● **ABOUT THIS TASK**
Pull out every line of the records containing the word "positive", treating uppercase and lowercase as distinct.

Start of TASK MATERIAL

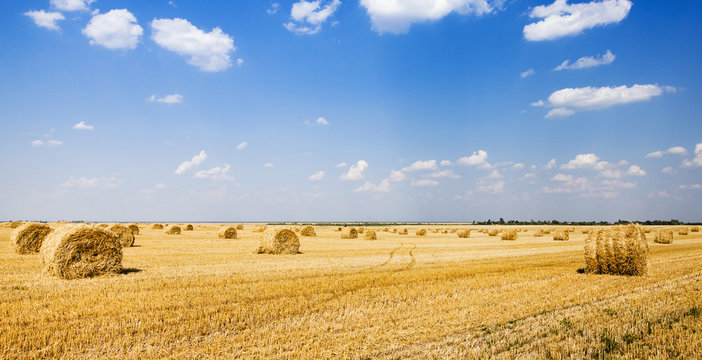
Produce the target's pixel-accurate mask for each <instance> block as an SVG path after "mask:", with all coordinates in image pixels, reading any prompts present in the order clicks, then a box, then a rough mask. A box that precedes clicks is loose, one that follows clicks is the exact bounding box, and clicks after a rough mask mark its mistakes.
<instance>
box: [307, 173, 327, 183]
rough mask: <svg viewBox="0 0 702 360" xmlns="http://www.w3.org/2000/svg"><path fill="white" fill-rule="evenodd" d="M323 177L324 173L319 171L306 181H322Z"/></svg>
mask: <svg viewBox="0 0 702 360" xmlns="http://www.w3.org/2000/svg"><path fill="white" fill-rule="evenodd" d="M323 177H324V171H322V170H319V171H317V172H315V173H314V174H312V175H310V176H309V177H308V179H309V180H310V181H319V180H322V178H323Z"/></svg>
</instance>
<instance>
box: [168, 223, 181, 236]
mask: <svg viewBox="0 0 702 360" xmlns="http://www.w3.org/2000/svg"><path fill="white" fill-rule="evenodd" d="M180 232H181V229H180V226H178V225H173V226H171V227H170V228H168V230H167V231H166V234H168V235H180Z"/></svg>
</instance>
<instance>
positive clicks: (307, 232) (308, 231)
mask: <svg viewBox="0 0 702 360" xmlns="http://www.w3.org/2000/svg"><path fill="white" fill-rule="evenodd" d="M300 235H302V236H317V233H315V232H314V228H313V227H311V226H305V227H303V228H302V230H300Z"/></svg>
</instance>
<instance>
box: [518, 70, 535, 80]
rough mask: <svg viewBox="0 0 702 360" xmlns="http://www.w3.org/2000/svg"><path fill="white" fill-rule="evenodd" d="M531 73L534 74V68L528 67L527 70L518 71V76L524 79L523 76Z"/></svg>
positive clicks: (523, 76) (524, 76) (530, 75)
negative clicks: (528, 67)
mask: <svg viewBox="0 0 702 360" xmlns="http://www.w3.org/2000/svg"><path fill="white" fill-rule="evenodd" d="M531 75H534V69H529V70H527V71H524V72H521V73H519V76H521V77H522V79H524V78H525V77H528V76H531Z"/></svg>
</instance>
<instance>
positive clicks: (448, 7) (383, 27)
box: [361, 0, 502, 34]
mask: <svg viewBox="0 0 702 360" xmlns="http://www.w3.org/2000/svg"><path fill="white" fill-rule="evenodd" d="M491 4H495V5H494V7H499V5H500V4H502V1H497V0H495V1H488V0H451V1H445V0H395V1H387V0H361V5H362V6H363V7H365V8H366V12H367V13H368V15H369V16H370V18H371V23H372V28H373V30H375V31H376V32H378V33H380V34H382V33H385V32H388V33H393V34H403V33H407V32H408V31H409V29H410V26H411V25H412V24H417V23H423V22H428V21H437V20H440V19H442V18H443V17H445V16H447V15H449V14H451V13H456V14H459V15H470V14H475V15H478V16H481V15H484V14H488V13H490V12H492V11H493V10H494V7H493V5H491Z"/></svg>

End of TASK MATERIAL

● **REPLY**
positive clicks: (307, 232) (308, 231)
positive clicks: (523, 76) (524, 76) (530, 75)
positive clicks: (448, 7) (383, 27)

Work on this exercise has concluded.